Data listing
►
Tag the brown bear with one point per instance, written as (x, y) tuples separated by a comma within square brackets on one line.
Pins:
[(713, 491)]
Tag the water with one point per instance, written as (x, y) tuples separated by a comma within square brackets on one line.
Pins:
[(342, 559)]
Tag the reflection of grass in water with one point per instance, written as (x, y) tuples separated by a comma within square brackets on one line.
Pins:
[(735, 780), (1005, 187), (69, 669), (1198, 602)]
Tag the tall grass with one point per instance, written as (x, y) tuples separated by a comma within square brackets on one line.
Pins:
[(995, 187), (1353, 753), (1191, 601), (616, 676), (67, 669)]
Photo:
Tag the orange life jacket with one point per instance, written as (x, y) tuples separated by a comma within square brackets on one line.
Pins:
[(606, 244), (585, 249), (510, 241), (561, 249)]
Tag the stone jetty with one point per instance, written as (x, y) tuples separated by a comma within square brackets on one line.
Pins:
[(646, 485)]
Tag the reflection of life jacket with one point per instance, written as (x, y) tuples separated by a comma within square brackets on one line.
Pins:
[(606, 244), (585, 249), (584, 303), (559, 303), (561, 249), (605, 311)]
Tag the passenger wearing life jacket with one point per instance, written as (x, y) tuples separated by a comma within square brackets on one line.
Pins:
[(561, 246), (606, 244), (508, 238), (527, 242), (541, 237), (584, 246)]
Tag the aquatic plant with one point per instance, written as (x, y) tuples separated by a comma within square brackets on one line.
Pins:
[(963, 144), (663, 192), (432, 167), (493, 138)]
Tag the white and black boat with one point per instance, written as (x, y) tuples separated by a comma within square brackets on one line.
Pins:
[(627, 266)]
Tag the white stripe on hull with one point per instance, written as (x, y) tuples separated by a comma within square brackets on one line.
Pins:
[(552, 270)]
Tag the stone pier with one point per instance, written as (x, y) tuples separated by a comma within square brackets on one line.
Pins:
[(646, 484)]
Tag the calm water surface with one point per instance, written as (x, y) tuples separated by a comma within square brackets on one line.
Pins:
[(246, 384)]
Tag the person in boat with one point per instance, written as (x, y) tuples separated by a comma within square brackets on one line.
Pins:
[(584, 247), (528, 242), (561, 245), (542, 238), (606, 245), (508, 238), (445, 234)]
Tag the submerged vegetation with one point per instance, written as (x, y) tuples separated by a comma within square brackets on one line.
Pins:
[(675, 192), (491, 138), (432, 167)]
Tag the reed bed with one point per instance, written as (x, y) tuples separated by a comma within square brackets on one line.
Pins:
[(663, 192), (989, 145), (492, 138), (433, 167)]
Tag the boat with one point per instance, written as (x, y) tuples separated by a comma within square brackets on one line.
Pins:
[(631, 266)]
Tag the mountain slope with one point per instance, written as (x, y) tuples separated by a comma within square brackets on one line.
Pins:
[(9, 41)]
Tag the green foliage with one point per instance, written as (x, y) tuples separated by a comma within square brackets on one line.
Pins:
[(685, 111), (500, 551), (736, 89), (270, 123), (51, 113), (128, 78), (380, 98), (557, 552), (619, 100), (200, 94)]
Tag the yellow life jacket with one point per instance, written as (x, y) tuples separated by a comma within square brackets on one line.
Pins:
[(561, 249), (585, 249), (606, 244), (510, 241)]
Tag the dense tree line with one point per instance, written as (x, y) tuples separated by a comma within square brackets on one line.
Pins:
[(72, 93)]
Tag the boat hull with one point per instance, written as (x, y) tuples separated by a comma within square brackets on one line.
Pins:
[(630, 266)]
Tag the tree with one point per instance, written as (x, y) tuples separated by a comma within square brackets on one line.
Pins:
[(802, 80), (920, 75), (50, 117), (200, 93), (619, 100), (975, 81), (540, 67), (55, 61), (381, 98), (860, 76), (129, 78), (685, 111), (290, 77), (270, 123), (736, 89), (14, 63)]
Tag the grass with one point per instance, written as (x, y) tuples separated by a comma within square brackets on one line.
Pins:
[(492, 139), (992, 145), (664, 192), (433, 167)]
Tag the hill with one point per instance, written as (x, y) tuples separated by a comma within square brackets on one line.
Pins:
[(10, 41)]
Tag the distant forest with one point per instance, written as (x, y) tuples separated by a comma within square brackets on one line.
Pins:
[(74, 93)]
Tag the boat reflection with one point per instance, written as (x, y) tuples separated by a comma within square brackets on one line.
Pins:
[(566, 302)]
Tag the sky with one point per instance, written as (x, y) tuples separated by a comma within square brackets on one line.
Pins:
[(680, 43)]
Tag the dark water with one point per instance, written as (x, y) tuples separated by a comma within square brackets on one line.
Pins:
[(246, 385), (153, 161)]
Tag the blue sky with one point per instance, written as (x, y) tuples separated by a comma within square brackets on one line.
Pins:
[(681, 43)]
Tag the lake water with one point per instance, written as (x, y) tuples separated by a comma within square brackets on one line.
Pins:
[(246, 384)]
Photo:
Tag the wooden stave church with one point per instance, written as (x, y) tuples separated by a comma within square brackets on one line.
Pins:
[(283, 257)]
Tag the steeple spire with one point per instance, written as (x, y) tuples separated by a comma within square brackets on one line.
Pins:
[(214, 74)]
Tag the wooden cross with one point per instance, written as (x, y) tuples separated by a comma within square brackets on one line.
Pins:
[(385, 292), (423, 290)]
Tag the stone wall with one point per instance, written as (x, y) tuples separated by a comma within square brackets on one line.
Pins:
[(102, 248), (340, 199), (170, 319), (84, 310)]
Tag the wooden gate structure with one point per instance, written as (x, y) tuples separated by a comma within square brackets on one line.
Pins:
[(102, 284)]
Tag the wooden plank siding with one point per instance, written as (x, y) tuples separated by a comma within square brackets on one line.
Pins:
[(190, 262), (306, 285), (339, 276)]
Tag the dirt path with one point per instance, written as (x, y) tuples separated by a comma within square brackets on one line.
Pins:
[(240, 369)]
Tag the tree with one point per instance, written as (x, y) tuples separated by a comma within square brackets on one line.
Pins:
◄
- [Do this]
Echo the lines above back word for word.

- [Result of the exercise]
Tag the brown bear with one point per instance, written as (x, y) tuples separated by a comma within square brackets on one line.
Pins:
[(713, 491)]
Tag the water with one point per instance, written as (x, y) tuples separated by a comma within square brackets on one line.
Pins:
[(342, 559)]
Tag the reflection of grass in water with one point per instance, written as (x, y) tuples separated by a comma within square brackets on one line.
Pins:
[(735, 780), (1005, 187), (69, 669), (1198, 602)]
Tag the tall grass with one point per instance, written as (x, y) tuples separated by a comma within square brackets on one line.
Pins:
[(995, 187), (1353, 753), (1191, 601), (616, 676), (67, 669)]
Photo:
Tag the orange life jacket with one point per instance, written as (x, y) tuples separated by a comma within square brackets on one line.
Pins:
[(606, 244), (585, 249), (510, 241), (561, 249)]
Tag the stone jetty with one point per instance, written as (x, y) tuples separated by a comma within square brackets on one line.
Pins:
[(646, 485)]
Tag the reflection of life jacket with one point per instance, written as (x, y) tuples separated by a comma within square brackets on one line.
Pins:
[(606, 244), (585, 249), (584, 303), (559, 303), (561, 249), (605, 311)]
Tag the passenger wearing life jacket with one point per instance, written as (x, y) tuples separated by a comma within square brackets on one line.
Pins:
[(561, 246), (606, 244), (508, 238), (527, 242), (541, 237), (584, 246)]
Tag the aquatic plant with one point per instance, written as (x, y) tuples separated by a comma within square brackets on one line.
Pins:
[(963, 144), (663, 192), (432, 167), (493, 138)]
Tag the white and black boat with one point per instance, written as (x, y) tuples separated by a comma within square brackets on one line.
Pins:
[(627, 266)]
Tag the white stripe on hull with one point per instance, written as (x, y) tuples separated by a comma within square brackets on one line.
Pins:
[(552, 270)]
Tag the stone pier with one point per instance, written as (x, y) tuples separated by a comma within square brackets on one line.
Pins:
[(646, 484)]
Tag the calm water surface with one point per instance, written as (x, y) tuples separated by a comma within square brackets on one line.
Pins:
[(246, 384)]
Tag the person in boat with one point per instance, written as (x, y) tuples separated by a comma within square brackets on one line.
Pins:
[(584, 247), (528, 242), (561, 245), (542, 238), (606, 245), (508, 238), (445, 234)]
Tag the submerged vegetation with one point per instance, written as (x, y) tuples separated by a comma within square brackets on one line.
Pins:
[(675, 192), (491, 138), (432, 167)]
Tag the reed bed with one point per instance, written as (x, y) tuples separated by a comma within square brackets on one line.
Pins:
[(663, 192), (989, 145), (492, 138), (433, 167)]
Tag the boat with one point per instance, written as (x, y) tuples separated by a comma within square brackets on one line.
Pins:
[(631, 266)]
Tag the mountain slope with one point per instance, written as (x, y) tuples separated by a comma within square brackets on one line.
Pins:
[(9, 41)]
Tag the green foliage with one point per instance, written as (x, y) tuples separated by a comma within square brackets on one line.
Pins:
[(685, 111), (500, 551), (736, 89), (270, 123), (51, 113), (128, 78), (380, 98), (557, 552), (619, 100), (200, 94)]
Tag the yellow life jacket with one point per instance, written as (x, y) tuples separated by a comma within square brackets on one line.
Pins:
[(561, 249), (585, 249), (606, 244), (510, 241)]
Tag the dense tree line with one point per instance, written as (x, y) tuples separated by a comma within square brackets on one line.
Pins:
[(72, 93)]
Tag the boat hull with one point per instance, written as (x, y) tuples separated by a comma within square brackets on one line.
Pins:
[(630, 266)]
Tag the tree with one point per instance, written as (x, y) tuples separated by a comma within square brackets on one line.
Pins:
[(802, 80), (920, 75), (50, 117), (200, 93), (619, 100), (975, 81), (540, 67), (55, 61), (381, 98), (860, 76), (129, 78), (685, 111), (290, 77), (270, 123), (736, 89), (14, 63)]
Tag the grass with one point per instance, written as (x, y) tuples separated by a comma within square brackets on one line.
Pins:
[(492, 139), (992, 145), (664, 192), (433, 167)]
Tag the hill with one point per instance, written as (x, y) tuples separated by a comma within square brackets on one line.
Pins:
[(10, 41)]
Tag the distant forest with one point per instance, written as (x, y) tuples separated by a comma within square brackets on one line.
Pins:
[(74, 93)]
Tag the boat reflection with one point per instance, written as (x, y) tuples separated by a comma within square brackets on one line.
Pins:
[(566, 302)]
Tag the sky with one point per instance, written as (x, y) tuples separated by a comma within square brackets on one line.
Pins:
[(680, 43)]
Tag the dark water with one point per instance, written as (x, y) tuples separated by a comma within square brackets on one line.
Pins:
[(246, 385), (153, 161)]
Tag the blue sky with one point per instance, written as (x, y) tuples separated by a comma within square brackets on one line.
Pins:
[(681, 43)]
Tag the lake water with one point per instance, written as (x, y) tuples separated by a comma within square brackets on one line.
Pins:
[(246, 384)]
Photo:
Tag the wooden stave church with one point per instance, written as (x, y) tuples separated by a comma within square brackets on one line.
Pins:
[(283, 257)]
Tag the steeple spire with one point per instance, written as (x, y) tuples separated by a comma within square brackets on one line.
Pins:
[(214, 74)]
Tag the wooden cross with one point per instance, written as (x, y) tuples separated by a comma within square brackets on one line.
Pins:
[(385, 292), (423, 290)]
Tag the stone wall with one point per instance, written as (x, y) tuples separated by a comma within square brackets on one line.
Pins:
[(102, 248), (340, 199), (170, 319), (84, 310)]
Tag the wooden gate structure with one point per instance, written as (x, y) tuples separated by a comma within square brackets on one line.
Pins:
[(102, 284)]
Tag the wooden plank siding with one point per instance, written as (x, y) tuples separated by a comma within square brackets on one line.
Pins:
[(190, 262), (306, 285), (339, 276)]
Tag the dirt path with one point per instance, written as (x, y) tuples separated by a comma within square brackets on one line.
Pins:
[(240, 369)]
Tag the tree with one point per instance, written as (x, y) tuples separated by a comma within square brackets on one line.
Pins:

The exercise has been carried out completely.